--- Start Document extract ---

So when thinking about climate  change, we often tend to focus on technologies, you know, like electric  cars and solar panels and batteries and all of that is super important, of course.  But I think we don't talk enough about social norms. Like in the US we've  just sort of agreed that most cars should be SUV's or pickup trucks,  which is why the average American car produced today weighs 1000  pounds more than the average American car produced in 1985.  We've also just kind of agreed that our houses should be 1000 square  feet bigger than the ones we built in the 1980s. And when your houses  and cars get bigger, they also get more energy intensive.

That's not a  technological problem, that's like a social norm problem. So while we  definitely need new technologies to limit climate change, I think we also  need to change some social norms. And that can be really hard.  Like, currently in the world, about 13% of all human deaths are at least  partly caused by one drug.

And that drug is called tobacco. And I used  quite a lot of tobacco when I was younger, even though I understood  that there were serious health risks associated with it. Because smoking  was cool.

Like, it is almost impossible to explain to young people of today  just how cool smoking was. In the 20th century, everybody cool smoked.  Like, jazz singer Billie Holiday - smoker. Physicist Albert Einstein - smoker.  NASCAR driver Dick Trickle, which, yes, was his real name - smoker.  In fact, he smoked cigarettes live on television during NASCAR races.  [Announcer] You know, he has a cigarette lighter in the car.  He just reached for it. [John] But then smoking became  less cool, partly through government regulation that made tobacco more  expensive, partly through really good anti-smoking marketing campaigns.  And now smoking has dropped in the United States, and so has death from  smoking related causes.

--- End Document extract ---
--- Start Material ---

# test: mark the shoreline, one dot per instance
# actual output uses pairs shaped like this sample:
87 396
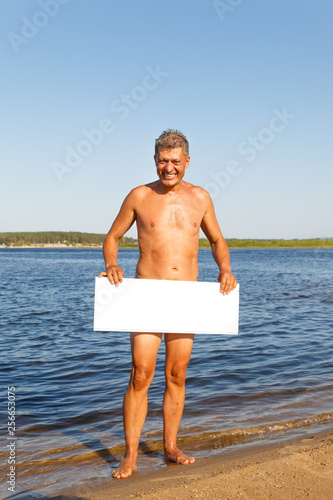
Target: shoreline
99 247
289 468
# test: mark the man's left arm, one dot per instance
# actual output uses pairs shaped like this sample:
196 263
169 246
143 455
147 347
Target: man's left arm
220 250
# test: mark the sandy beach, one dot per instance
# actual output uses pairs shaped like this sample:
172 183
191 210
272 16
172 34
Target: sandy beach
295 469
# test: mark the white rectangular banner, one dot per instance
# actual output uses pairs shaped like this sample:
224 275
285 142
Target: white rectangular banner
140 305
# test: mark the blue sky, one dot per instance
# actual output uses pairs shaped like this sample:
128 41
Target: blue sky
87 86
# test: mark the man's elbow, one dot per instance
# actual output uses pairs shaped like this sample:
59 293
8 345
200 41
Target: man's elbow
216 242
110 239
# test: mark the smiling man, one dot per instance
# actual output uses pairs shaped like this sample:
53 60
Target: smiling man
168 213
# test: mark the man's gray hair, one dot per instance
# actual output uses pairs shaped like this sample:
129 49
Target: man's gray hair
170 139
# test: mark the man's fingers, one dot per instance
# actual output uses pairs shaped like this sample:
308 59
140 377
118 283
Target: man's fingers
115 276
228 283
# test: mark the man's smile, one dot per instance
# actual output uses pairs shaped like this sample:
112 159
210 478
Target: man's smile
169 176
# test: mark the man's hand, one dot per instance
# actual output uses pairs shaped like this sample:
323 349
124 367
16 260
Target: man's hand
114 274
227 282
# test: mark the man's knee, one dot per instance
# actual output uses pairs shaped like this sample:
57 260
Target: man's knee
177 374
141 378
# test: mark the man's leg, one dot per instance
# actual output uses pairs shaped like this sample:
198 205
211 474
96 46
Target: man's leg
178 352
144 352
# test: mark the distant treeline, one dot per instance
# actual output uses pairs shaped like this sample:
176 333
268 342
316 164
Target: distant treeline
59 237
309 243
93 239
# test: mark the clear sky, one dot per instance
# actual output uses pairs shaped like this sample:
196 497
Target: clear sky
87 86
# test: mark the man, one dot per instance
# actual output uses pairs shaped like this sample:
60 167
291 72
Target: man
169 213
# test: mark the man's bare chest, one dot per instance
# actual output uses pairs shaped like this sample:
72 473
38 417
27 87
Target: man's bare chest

--- End Material ---
--- Start Material ---

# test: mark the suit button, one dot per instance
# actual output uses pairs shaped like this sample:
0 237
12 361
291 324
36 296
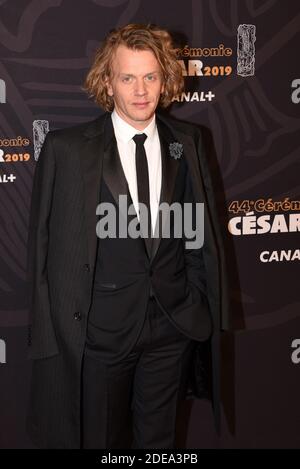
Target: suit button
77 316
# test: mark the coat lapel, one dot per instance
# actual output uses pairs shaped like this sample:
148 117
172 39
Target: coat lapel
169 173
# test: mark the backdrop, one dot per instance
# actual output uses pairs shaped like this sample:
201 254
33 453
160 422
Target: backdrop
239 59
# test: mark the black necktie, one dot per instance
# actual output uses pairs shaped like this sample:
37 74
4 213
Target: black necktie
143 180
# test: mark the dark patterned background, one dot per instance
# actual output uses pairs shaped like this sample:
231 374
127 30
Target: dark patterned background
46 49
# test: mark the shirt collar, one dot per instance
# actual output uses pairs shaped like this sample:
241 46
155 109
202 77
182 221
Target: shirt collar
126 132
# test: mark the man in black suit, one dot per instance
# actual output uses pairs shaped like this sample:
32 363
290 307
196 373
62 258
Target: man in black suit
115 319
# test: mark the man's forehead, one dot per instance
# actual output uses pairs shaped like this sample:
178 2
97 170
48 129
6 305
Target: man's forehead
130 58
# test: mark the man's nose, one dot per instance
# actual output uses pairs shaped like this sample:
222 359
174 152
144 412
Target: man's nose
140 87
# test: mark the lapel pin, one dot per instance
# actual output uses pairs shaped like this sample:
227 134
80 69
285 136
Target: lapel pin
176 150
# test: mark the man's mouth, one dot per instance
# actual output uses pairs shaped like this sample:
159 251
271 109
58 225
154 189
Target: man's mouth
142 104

--- End Material ---

**What you need to do**
1. In the talk on climate change and social norms, how much more does the average American car made today weigh than one made in 1985?
2. Using the talk on climate change and social norms, explain how smoking became less cool.
3. List every person the talk on climate change and social norms names as a smoker, with the description it gives for each.

**Complete answers**
1. About 1000 pounds more.

2. Smoking became less cool partly because government regulation made tobacco more expensive. It also became less cool partly because of really good anti-smoking marketing campaigns.

3.
- Billie Holiday, jazz singer
- Albert Einstein, physicist
- Dick Trickle, NASCAR driver